**AIM**
Reproduce every line of the material below in full, requests included, and add 143 to each coordinate value in the answers.
======== SOURCE DATA ========
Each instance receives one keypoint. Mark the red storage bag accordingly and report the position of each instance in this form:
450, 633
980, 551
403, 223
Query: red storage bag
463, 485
========
**COMPLETE ANSWER**
Each instance receives one keypoint. Mark the red storage bag accordingly and report the position of each instance in this form:
450, 633
980, 551
403, 223
Query: red storage bag
606, 628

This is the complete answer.